These are the list of papers I've went through to find my answers but sadly could not
pct book
paper on multi-legged robot using hpct
pct alternative perspective
and the following ideas are the results of my brainstorming:
The avoidance layer would be part of my 'sensation layer' and that is because it only identifies certain values like close objects e.g. ultrasonic sensor specific range of values. The other second layer would be part of the 'configuration layer' as it would try to detect the pattern in which the robot is driving like straight line, random, circle, or even not moving at all, this is using the gyroscope and motor readings. 'Intensity layer' represents all sensor values so it's not something to consider as part of the design.
Second idea is to have both of the layers as 'configuration' because they would be responding to direct sensor values from 'intensity layer' and they would be represented in a mesh-like design where each layer can send it's reference values to the lower layer that interface with actuators.
My problem here is how conflicting behavior would be handled (maneuvering around objects and keep running in circles)? should be similar to Subsumption where certain layers get suppressed/inhibited and have some sort of priority system? forgive my short explanation as I did not want to make this a lengthy question.
/Y
Here is an example of a robot which implements HPCT and addresses some of the issues relevant to your project, http://www.youtube.com/watch?v=xtYu53dKz2Q.
It is interesting to see a comparison of these two paradigms, as they both approach the field of AI at a similar level, that of embodied agents exhibiting simple behaviors. However, there are some fundamental differences between the two which means that any comparison will be biased towards one or the other depending upon the criteria chosen.
The main difference is of biological plausibility. Subsumption architecture, although inspired by some aspects of biological systems, is not intended to theoretically represent such systems. PCT, on the hand, is exactly that; a theory of how living systems work.
As far as PCT is concerned then, the most important criterion is whether or not the paradigm is biologically plausible, and criteria such as accuracy and complexity are irrelevant.
The other main difference is that Subsumption concerns action selection whereas PCT concerns control of perceptions (control of output versus control of input), which makes any comparison on other criteria problematic.
I had a few specific comments about your dissertation on points that may need
clarification or may be typos.
"creatures will attempt to reach their ultimate goals through
alternating their behaviour" - do you mean altering?
"Each virtual machine's output or error signal is the reference signal of the machine below it" - A reference signal can be a function of one or more output signals from higher-level systems, so more strictly this would be, "Each virtual machine's output or error signal contributes to the reference signal of a machine at a lower level".
"The major difference here is that Subsumption does not incorporate the ideas of 'conflict' " - Well, it does as the purpose of prioritising the different layers, and sub-systems, is to avoid conflict. Conflict is implicit, as there is not a dedicated system to handle conflicts.
"'reorganization' which require considering the goals of other layers." This doesn't quite capture the meaning of reorganisation. Reorganisation happens when there is prolonged error in perceptual control systems, and is a process whereby the structure of the systems changes. So rather than just the reference signals changing the connections between systems or the gain of the systems will change.

Activity 1. Reproduce the part of the thread on robot control layers starting with "It is interesting" and going on through "the criteria chosen.".
Activity 2. Using the thread on robot control layers, decide whether each statement agrees with it. Answer yes or no, and quote the deciding words. (a) Subsumption architecture is intended to theoretically represent biological systems. (b) PCT concerns control of perceptions rather than action selection. (c) Reorganisation happens when there is prolonged error in perceptual control systems.
Activity 3. Rewrite as a short list the paragraph of the thread on robot control layers that begins "The avoidance layer would be part of my 'sensation layer'". Keep its main facts.

Data shown.
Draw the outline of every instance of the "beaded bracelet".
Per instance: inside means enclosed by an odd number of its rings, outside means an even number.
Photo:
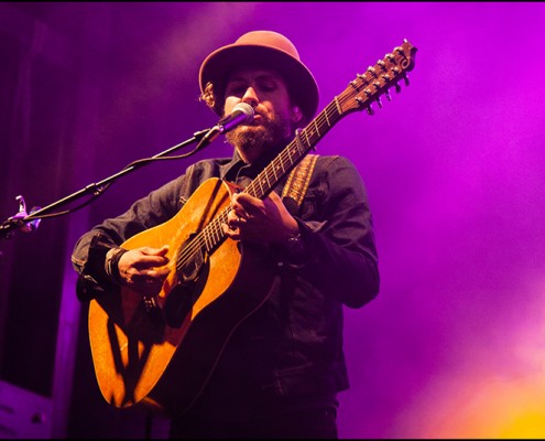
[[[128,249],[117,247],[111,248],[106,254],[105,272],[112,281],[118,284],[123,284],[123,279],[119,273],[119,259],[121,259],[121,256],[123,256],[127,251]]]

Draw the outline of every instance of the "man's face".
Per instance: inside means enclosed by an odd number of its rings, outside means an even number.
[[[231,130],[226,139],[249,162],[271,147],[286,143],[293,136],[294,125],[301,119],[294,111],[283,77],[274,71],[243,68],[229,75],[225,115],[230,115],[239,103],[254,108],[254,120],[249,126],[242,125]]]

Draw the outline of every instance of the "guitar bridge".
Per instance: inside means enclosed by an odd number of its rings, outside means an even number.
[[[150,318],[152,324],[154,326],[164,325],[163,313],[155,297],[143,297],[142,301],[144,302],[145,313]]]

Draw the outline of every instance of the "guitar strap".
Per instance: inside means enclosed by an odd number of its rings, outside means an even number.
[[[310,182],[310,176],[313,175],[317,159],[317,154],[307,154],[302,159],[297,166],[292,170],[290,176],[287,176],[284,190],[282,191],[283,198],[291,197],[296,202],[297,206],[301,206],[308,189],[308,183]]]

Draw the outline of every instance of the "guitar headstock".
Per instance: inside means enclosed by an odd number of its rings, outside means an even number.
[[[391,87],[397,93],[401,92],[399,84],[401,79],[408,86],[407,72],[414,67],[415,54],[416,47],[405,40],[401,46],[395,47],[383,60],[379,60],[374,66],[369,66],[364,74],[358,74],[337,97],[336,103],[340,107],[340,114],[366,109],[369,115],[373,115],[371,108],[373,103],[382,108],[380,98],[385,95],[388,100],[391,100]]]

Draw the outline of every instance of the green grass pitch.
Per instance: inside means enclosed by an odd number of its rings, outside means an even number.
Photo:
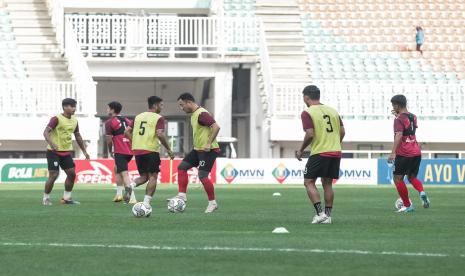
[[[335,187],[332,225],[311,225],[303,186],[217,186],[218,212],[191,185],[183,214],[159,185],[150,218],[111,202],[110,185],[63,185],[42,206],[42,185],[0,184],[1,275],[463,275],[465,187],[426,187],[431,208],[396,214],[395,188]],[[272,197],[280,192],[281,197]],[[142,199],[143,189],[136,194]],[[272,234],[285,227],[288,234]]]

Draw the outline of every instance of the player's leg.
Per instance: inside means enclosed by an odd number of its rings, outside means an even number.
[[[47,164],[48,164],[48,179],[45,182],[44,195],[42,198],[43,205],[52,205],[50,200],[50,193],[53,190],[53,185],[58,178],[60,167],[59,167],[58,155],[52,151],[47,151]]]
[[[215,151],[198,152],[197,155],[199,158],[199,179],[208,196],[208,206],[205,213],[213,213],[218,209],[218,203],[215,199],[215,186],[213,186],[208,176],[215,164],[218,153]]]
[[[401,208],[400,212],[413,211],[413,206],[411,206],[408,196],[407,185],[404,182],[404,177],[408,173],[409,159],[408,157],[396,156],[394,161],[394,185],[396,185],[397,193],[404,202],[404,208]]]
[[[417,178],[418,171],[420,170],[421,156],[415,156],[412,159],[410,171],[407,175],[408,181],[420,193],[420,200],[424,208],[429,208],[430,202],[423,188],[423,183]]]
[[[158,173],[160,172],[160,154],[157,152],[150,153],[147,156],[147,177],[148,182],[145,187],[144,202],[150,205],[152,197],[157,189]]]
[[[116,180],[116,195],[113,198],[113,202],[121,202],[123,201],[123,176],[121,173],[117,172],[116,166],[115,166],[115,180]]]
[[[64,156],[60,158],[60,166],[66,173],[65,191],[63,192],[62,204],[80,204],[79,201],[73,200],[71,192],[74,188],[74,180],[76,179],[76,170],[74,168],[74,161],[71,156]]]
[[[322,175],[321,165],[321,157],[319,155],[312,155],[308,158],[304,171],[304,186],[316,213],[312,223],[321,223],[327,219],[321,207],[320,192],[316,187],[316,180]]]
[[[187,185],[189,176],[187,171],[192,167],[197,167],[199,159],[196,151],[192,150],[187,154],[178,166],[178,194],[175,196],[187,202]],[[168,199],[169,200],[169,199]]]
[[[324,159],[324,165],[326,168],[325,177],[321,178],[323,184],[324,196],[325,196],[325,215],[328,217],[323,223],[330,224],[331,212],[333,210],[334,202],[334,191],[333,191],[333,180],[339,179],[339,169],[341,166],[341,158],[333,157],[322,157]]]

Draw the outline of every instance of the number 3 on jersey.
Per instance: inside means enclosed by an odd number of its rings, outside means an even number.
[[[326,128],[326,132],[333,132],[333,125],[331,124],[331,117],[329,115],[323,115],[323,119],[326,120],[326,123],[329,125],[329,127]]]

Worked solution 1.
It is interesting to see a comparison of these two paradigms, as they both approach the field of AI at a similar level, that of embodied agents exhibiting simple behaviors. However, there are some fundamental differences between the two which means that any comparison will be biased towards one or the other depending upon the criteria chosen.

Worked solution 2.
(a) No: "Subsumption architecture, although inspired by some aspects of biological systems, is not intended to theoretically represent such systems."
(b) Yes: "Subsumption concerns action selection whereas PCT concerns control of perceptions"
(c) Yes: "Reorganisation happens when there is prolonged error in perceptual control systems"

Worked solution 3.
- Avoidance layer: belongs to the 'sensation layer', because it only identifies certain values, such as close objects (e.g., a specific range of ultrasonic sensor values).
- Second layer: belongs to the 'configuration layer', because it detects the robot's driving pattern (straight line, random, circle, or not moving) from gyroscope and motor readings.
- 'Intensity layer': represents all sensor values, so it is not treated as part of the design.